■ **Directions**:
Each entry is to be retyped exactly as it stands.

■ **Records for this exercise**:
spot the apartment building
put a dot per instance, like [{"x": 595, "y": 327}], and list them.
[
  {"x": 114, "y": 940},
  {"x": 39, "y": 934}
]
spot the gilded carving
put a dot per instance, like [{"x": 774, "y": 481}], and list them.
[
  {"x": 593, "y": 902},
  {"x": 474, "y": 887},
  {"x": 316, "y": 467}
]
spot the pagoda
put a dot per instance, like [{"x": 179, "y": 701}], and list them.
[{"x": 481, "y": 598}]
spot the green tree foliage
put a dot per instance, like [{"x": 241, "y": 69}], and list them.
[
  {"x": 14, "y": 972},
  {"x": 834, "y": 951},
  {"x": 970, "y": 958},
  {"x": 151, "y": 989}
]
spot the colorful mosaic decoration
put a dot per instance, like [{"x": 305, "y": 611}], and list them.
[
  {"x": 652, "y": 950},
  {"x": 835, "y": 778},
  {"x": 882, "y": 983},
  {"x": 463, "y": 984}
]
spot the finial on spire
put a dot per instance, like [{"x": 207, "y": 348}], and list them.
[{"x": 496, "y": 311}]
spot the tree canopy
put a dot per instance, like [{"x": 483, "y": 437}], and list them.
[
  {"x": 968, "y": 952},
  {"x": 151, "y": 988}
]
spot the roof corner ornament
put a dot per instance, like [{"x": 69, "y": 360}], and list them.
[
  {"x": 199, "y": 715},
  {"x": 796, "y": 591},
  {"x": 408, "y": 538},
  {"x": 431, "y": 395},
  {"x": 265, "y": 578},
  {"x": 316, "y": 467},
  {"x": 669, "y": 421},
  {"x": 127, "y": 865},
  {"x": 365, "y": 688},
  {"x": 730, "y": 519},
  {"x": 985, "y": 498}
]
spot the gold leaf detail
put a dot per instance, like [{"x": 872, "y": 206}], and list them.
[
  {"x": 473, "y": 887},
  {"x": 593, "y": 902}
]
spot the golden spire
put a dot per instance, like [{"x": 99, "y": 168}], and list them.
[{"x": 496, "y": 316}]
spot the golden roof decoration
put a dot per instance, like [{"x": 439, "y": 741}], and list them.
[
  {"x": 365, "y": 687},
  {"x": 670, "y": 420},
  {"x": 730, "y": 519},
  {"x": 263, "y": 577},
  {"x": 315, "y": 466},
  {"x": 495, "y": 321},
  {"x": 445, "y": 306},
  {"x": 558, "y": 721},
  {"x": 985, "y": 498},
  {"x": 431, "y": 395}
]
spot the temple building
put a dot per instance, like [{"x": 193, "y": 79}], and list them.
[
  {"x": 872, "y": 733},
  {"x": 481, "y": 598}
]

■ **Task output**:
spot the apartment building
put a dot per instance, like [{"x": 595, "y": 327}], and list them.
[
  {"x": 114, "y": 940},
  {"x": 39, "y": 934}
]
spot the gilded carving
put a dot per instance, like [{"x": 774, "y": 481}], and list them.
[
  {"x": 593, "y": 902},
  {"x": 474, "y": 887},
  {"x": 316, "y": 467}
]
spot the pagoda
put a dot per instance, like [{"x": 179, "y": 701}], and list them.
[{"x": 481, "y": 598}]
spot the green tree foliage
put a dot per instance, like [{"x": 241, "y": 69}], and list them.
[
  {"x": 14, "y": 972},
  {"x": 834, "y": 951},
  {"x": 970, "y": 958},
  {"x": 151, "y": 989}
]
spot the colorful mosaic decoration
put a dot per instance, like [{"x": 305, "y": 611}], and list them.
[
  {"x": 652, "y": 950},
  {"x": 835, "y": 778},
  {"x": 882, "y": 983},
  {"x": 463, "y": 984}
]
spot the finial on spire
put a dot per instance, like [{"x": 207, "y": 348}], and list them.
[{"x": 496, "y": 311}]
spot the tree canopy
put a dot per instance, like [{"x": 483, "y": 437}], and list them.
[
  {"x": 968, "y": 952},
  {"x": 151, "y": 988}
]
spot the roof corner ornament
put a dot per instance, like [{"x": 69, "y": 360}], and list them.
[
  {"x": 199, "y": 715},
  {"x": 796, "y": 591},
  {"x": 408, "y": 538},
  {"x": 431, "y": 395},
  {"x": 265, "y": 578},
  {"x": 316, "y": 467},
  {"x": 669, "y": 421},
  {"x": 127, "y": 865},
  {"x": 365, "y": 688},
  {"x": 730, "y": 519},
  {"x": 985, "y": 498}
]
spot the gold leaf detail
put a dot per instance, like [{"x": 872, "y": 206}], and list them.
[
  {"x": 473, "y": 887},
  {"x": 593, "y": 902}
]
spot the golden spire
put a dot per instance, like [{"x": 99, "y": 168}], and list them.
[{"x": 496, "y": 316}]
spot the golden roof decoration
put a dot per instance, like [{"x": 439, "y": 741}], and list them.
[
  {"x": 365, "y": 687},
  {"x": 670, "y": 420},
  {"x": 730, "y": 519},
  {"x": 263, "y": 577},
  {"x": 315, "y": 466},
  {"x": 495, "y": 321},
  {"x": 445, "y": 306},
  {"x": 558, "y": 721},
  {"x": 985, "y": 498},
  {"x": 431, "y": 395}
]
spot the temple building
put a dot per instance, like [{"x": 193, "y": 79}], and list them.
[
  {"x": 872, "y": 733},
  {"x": 481, "y": 598}
]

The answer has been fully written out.